▸ **WRITTEN PROBLEM 1**:
Can you reproduce the listing below with "Mark" switched to "Highlight" throughout and every other part left unchanged?

▸ **GIVEN PASSAGE**:

________________

Jacob Alting (27 September 1618 – 20 August 1679) was a German preacher, teacher and writer. His area of specialism was Oriental languages.

==Life==

Alting was born in Heidelberg, where his father Hendrik Alting was a theology professor; his grandfather Menso Alting was also a preacher.

The 1618/1619 Synod of Dort forced the family to move to Leiden in 1622 and to Groningen in 1627. He studied at Gröningen university and then in England, where he was ordained as a preacher; he was named professor of theology at Groningen University in 1667 after holding the chair of oriental languages since 1643.

Alting and his colleague Maresius disagreed on several areas, including biblical exegesis and receiving gifts from students. Maresius accused him of heterodoxy and they were brought before the university officials, who ruled that there was no case to answer and both men were valued at the university. The two men reconciled just before Maresius’ death.

________________

▸ **WRITTEN PROBLEM 2**:
Can you carry the passage on Jacob Alting forward, starting right after its final sentence?

________________

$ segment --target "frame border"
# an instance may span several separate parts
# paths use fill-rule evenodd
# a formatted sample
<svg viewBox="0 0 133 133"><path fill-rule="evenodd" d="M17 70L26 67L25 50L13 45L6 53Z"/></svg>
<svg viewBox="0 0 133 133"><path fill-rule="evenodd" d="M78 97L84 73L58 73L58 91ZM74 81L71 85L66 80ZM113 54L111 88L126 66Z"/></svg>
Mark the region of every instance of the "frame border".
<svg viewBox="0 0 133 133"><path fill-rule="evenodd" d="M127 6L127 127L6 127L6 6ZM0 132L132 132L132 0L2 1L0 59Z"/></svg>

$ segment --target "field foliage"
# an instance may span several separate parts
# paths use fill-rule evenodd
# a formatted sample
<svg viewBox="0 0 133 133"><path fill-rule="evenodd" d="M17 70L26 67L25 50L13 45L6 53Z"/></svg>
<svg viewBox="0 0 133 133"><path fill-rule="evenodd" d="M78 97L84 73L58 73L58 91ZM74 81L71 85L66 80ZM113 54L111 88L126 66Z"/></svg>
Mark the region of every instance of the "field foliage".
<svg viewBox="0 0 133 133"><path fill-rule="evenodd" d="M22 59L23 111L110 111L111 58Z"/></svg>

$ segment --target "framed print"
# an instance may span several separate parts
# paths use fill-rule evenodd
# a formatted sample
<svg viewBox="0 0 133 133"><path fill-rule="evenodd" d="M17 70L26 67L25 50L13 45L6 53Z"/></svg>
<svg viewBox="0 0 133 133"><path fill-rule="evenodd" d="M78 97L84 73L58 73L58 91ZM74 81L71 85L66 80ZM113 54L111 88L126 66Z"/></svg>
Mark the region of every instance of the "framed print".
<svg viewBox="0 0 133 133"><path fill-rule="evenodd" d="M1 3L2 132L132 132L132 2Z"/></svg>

________________

▸ **WRITTEN RESPONSE 1**:
$ segment --target "frame border"
# an instance may span several separate parts
# paths use fill-rule evenodd
# a formatted sample
<svg viewBox="0 0 133 133"><path fill-rule="evenodd" d="M17 70L26 67L25 50L13 45L6 53Z"/></svg>
<svg viewBox="0 0 133 133"><path fill-rule="evenodd" d="M78 97L84 73L58 73L58 91ZM74 81L71 85L66 80ZM113 54L111 88L126 66Z"/></svg>
Highlight the region of every instance of the "frame border".
<svg viewBox="0 0 133 133"><path fill-rule="evenodd" d="M127 6L127 127L6 127L6 6ZM0 132L132 132L132 0L2 1L0 59Z"/></svg>

$ segment --target "field foliage"
# an instance may span several separate parts
# paths use fill-rule evenodd
# a formatted sample
<svg viewBox="0 0 133 133"><path fill-rule="evenodd" d="M17 70L26 67L25 50L13 45L6 53Z"/></svg>
<svg viewBox="0 0 133 133"><path fill-rule="evenodd" d="M78 97L84 73L58 73L58 91ZM74 81L71 85L66 80ZM113 54L111 88L126 66Z"/></svg>
Highlight the region of every instance of the "field foliage".
<svg viewBox="0 0 133 133"><path fill-rule="evenodd" d="M22 59L23 111L110 111L111 58Z"/></svg>

$ segment --target "framed print"
# an instance may span several separate parts
# paths use fill-rule evenodd
# a formatted sample
<svg viewBox="0 0 133 133"><path fill-rule="evenodd" d="M17 70L26 67L25 50L13 45L6 53Z"/></svg>
<svg viewBox="0 0 133 133"><path fill-rule="evenodd" d="M78 97L84 73L58 73L58 91ZM74 81L71 85L66 80ZM113 54L111 88L126 66Z"/></svg>
Highlight the region of every instance of the "framed print".
<svg viewBox="0 0 133 133"><path fill-rule="evenodd" d="M1 3L2 132L132 132L132 2Z"/></svg>

▸ **WRITTEN RESPONSE 2**:
Alting was involved in various refutations of Spinoza's Tractatus Theologico-Politicus (TTP) and eagerly began drafting up arguments from the writings of Ezra and Nehemiah for a refutation of the 'Theological-Political Treatise' being published by the Cartesian Deventer theologian Antonius Perizonius. His works were published posthumously by Balthasar Bekker.

==Family==

In 1648 Alting married Baudewina Walrich and they had eight children.